STUDY QUESTIONS
A: Summarize the blog post in three sentences.
B: Carry on writing the blog post from the point where it ends.

EXTRACT
|---|

I didn't really begin to understand the nature of martial arts until I mastered my 3rd. Now that I've achieved rank in a dozen, I realize that the structure of learning each individual art in its pure form allowed me to understand a different aspect of my body and mind. I now understand that all that structure existed to eventually free the body to move as it might free from any emotional attachment or habit. That's not to say I don't feel emotion. Just that I'm not controlled by it.

It wasn't until I raced my 3rd race that I understood what riding a motorcycle was really about. It wasn't until I could speak my 3rd language did I begin to understand how the brain processes different types of speech.

I have some vague notion that this is a lampost to freeing my mind. I believe that the body is a great teacher for our thoughts and that opportunities for new modes of thinking start in new action, not the other way around. (See "The Tree of Knowlege" Dr. Humberto Maturana) I hope that I am tough enough to subject myself to the heartbreak of an invalid belief over and over in search of the validity that can set my mind free. Free from an addiction to praise and being "right." Free from the aversion of beling thought a fool. Perhaps then, I might have something to contribute. But then again, maybe not.

1 Comments:

Blogger Kahuna6 said...

Sir- I have never truly denied the existence of God. I know it is intellectually lazy to make the distinction but my problem has always been with the Church proper. I've gone to Sunday School, Bible Study classes and taken part in community functions all within the last few years. As welcoming as everyone always is, my separation is distinct. I cannot in good faith attest to Jesus Christ being the Son of God because I simply do not believe it. I want to believe. I've struggled to believe it. I just can't honestly do it. Perhaps I lack that "faith" gene that many of my freinds of Faith possess. I do not think I'm better, smarter or more educated for this lacking. I feel it is a weakness.

But to say that my lack is faith is the reason I have no faith is to leave me with nothing. I'm reminded of Dostoevsky: "For those with faith, no explanation is nevessary. For those without faith, no explanation is possible." I've always maintained that I find the Gospel of Jesus Christ the best living manual for how to live in peace and prosperity with your fellow man. I try, though I am exceedingly poor at it, to live with such a code. It is Christology I have a problem with and it is a big problem if one hopes to be a Christian.

|---|

RECORD EXTRACTS
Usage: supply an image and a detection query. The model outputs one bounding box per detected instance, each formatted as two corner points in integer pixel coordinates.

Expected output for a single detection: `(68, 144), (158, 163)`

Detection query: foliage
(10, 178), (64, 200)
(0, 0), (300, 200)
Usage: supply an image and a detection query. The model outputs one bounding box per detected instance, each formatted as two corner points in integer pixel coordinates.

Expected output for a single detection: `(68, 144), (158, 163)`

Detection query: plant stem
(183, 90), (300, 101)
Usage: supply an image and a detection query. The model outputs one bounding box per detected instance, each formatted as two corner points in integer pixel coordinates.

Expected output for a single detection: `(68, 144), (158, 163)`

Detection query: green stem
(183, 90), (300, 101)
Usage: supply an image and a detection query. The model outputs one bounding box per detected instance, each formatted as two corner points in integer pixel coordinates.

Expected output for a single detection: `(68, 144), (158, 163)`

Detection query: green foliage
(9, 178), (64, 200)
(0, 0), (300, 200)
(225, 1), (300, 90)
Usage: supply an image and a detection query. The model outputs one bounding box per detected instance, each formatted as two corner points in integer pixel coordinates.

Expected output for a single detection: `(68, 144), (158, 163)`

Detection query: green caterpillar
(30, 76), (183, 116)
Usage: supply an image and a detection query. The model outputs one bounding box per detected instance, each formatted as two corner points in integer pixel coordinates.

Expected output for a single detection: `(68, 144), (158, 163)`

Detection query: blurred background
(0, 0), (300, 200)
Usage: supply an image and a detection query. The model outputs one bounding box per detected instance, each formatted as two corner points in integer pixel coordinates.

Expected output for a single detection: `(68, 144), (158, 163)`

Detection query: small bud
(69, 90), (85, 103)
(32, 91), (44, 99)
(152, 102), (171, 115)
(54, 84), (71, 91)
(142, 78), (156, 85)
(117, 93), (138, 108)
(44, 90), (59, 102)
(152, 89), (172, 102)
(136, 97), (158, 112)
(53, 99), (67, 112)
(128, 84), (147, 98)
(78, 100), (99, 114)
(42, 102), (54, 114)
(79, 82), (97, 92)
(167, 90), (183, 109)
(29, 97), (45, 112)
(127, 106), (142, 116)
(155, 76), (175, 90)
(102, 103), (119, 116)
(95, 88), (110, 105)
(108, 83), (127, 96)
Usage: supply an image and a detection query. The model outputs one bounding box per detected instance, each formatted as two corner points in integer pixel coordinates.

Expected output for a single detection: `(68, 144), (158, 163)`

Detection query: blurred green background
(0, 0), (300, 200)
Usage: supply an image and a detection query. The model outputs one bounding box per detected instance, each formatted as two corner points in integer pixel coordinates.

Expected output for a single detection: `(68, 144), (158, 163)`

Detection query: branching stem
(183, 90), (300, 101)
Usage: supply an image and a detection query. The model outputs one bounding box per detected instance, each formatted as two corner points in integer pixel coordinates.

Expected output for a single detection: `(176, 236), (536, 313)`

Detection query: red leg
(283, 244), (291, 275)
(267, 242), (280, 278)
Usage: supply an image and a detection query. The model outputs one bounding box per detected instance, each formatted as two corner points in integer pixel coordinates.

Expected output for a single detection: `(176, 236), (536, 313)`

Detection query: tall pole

|---|

SET OF ANSWERS
A: The writer says that real understanding came only with the third of something: the third martial art mastered, the third race ridden and the third language spoken, and that the structure of learning each art exists to free the body from emotional attachment and habit. Believing that new modes of thinking start in new action, the writer hopes to endure the heartbreak of invalid beliefs again and again in order to be freed from an addiction to praise and to being right. In a comment, Kahuna6 calls the Gospel of Jesus Christ the best living manual for living in peace with others but cannot believe that Jesus Christ is the Son of God, and names Christology as the problem.

B:
But then again, faith is not my raison d'etre. I'm not so much looking for the Good Life as I'm trying to see with Wise Eyes. Why? If others are to learn from me, and I wield influence (which to some small measure I do) then it is my responsibility as a man who has the potential to do so to do so. As one of my instructors said to me when I was a young boy: "Talent is God's gift to you. What you do with it is your gift to God."

My perspective is ultimately practical. I see all these martial arts that are supposed to teach people to be "safe" and they do not. I see all kind of life methodologies that promise "happiness" and are unable to deliver. I don't know much about happiness but I know about fighting and I know about competing and I've learned that the illusions that hurt us most are the ones we most desperately cling to.

If I'm going to teach somebody something and he's going to use it to defend his life, it had better work. I'd better know it works. I'd better have actually used it for real. Even then, that's a flimsy guarantee because people have different natual abilities. But I can do the absolute best I can.

But I've also learned that there's somethe deeper than physical manipulation. (See post "The Devil and Sifu Frank) I don't know what this deeper power holds but it's enough right now that I know it exists because it makes me believe is the possibility of the supernatural or the miracle.

As far as God being Love, I've often told people that I feel like God's favorite son. Even with my recent medical issues, I hold no ill will. Happy is the man God correcteth, right? They are few places on earth where I feel happier and more at peace than in a church. But for that reason alone, I have to be true to my oath for I have nothing else.